■ Exercise goal ■
In full and without alteration, write out the lines below.

== Data section ==

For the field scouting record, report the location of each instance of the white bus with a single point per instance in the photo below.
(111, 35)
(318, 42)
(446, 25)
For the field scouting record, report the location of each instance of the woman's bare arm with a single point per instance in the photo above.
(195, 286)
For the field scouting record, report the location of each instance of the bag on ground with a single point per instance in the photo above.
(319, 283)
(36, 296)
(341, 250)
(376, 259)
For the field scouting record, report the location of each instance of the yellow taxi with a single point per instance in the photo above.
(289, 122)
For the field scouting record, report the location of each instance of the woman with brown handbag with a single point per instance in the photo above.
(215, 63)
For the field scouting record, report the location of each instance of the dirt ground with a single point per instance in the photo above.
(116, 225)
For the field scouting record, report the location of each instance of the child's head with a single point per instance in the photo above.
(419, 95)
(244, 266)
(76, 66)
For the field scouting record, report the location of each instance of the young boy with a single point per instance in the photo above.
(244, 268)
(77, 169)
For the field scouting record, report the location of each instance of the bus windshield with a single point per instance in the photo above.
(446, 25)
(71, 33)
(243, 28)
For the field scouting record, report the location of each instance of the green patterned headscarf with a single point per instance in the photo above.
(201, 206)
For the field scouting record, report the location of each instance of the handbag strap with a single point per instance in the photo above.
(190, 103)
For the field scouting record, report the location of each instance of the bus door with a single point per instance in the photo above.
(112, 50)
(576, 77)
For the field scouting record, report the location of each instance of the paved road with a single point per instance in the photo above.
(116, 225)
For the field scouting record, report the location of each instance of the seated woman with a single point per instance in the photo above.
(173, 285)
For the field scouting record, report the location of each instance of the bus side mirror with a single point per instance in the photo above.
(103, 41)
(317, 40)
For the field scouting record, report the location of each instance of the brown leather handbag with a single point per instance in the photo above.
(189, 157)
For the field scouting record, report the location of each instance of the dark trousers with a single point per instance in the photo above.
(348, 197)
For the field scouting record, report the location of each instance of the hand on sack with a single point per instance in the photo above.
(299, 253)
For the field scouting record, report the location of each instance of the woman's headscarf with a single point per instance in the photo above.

===

■ Worked solution ■
For the field scouting record, report the location of each instance of the white bus with a single point per instance in the photo below.
(111, 35)
(318, 42)
(446, 25)
For the field scouting record, report the location of each instance of the woman's bare arm with a single point per instance in the photo above.
(195, 286)
For the field scouting record, report the location of each instance of the bag on ground with a single point per instance in the photo above.
(319, 283)
(36, 296)
(341, 250)
(376, 259)
For the field scouting record, report the location of each instance of the yellow taxi with a single point per instance in the photo above.
(289, 122)
For the field scouting record, report the location of each instance of the woman with brown handbag with a single point per instance in the photo above.
(215, 63)
For the field scouting record, report the location of each instance of the dirt ground with a single point per instance in the photo above.
(116, 225)
For the field scouting record, report the location of each instance of the child's head with a single point per instance in the photo above.
(419, 95)
(244, 266)
(76, 66)
For the field scouting record, report the location of each instance of the young boy with a single point per instance in the photo above.
(244, 268)
(77, 169)
For the field scouting record, report the location of each instance of the bus windshield with a single point per instance in the photo above.
(446, 25)
(71, 33)
(243, 28)
For the field scouting record, report the location of each instance of the green patterned headscarf with a single point per instance in the photo above.
(201, 206)
For the field scouting record, report the location of each instance of the handbag strap with a single point per instance in the photo above.
(190, 103)
For the field scouting record, report the location of each instance of the bus door with a single point per instance in the photo above.
(112, 50)
(576, 77)
For the field scouting record, report the location of each instance of the paved road with a single point per instance in the photo above.
(116, 225)
For the field scouting record, report the location of each instance of the seated woman with a single point per instance in the photo above.
(173, 285)
For the field scouting record, report the location of each instance of the bus side mirror with a single point per instance in the photo above.
(103, 41)
(317, 40)
For the field scouting record, report the location of each instance of the brown leather handbag with a single point per instance in the photo above.
(189, 157)
For the field scouting record, report the location of each instance of the dark trousers with a single point per instance in the photo above.
(348, 197)
For the field scouting record, report the location of each instance of the hand on sack with a single point per instance in the photo above.
(299, 253)
For the field scouting record, report the location of each instance of the woman's headscarf with a single point per instance in the photo above.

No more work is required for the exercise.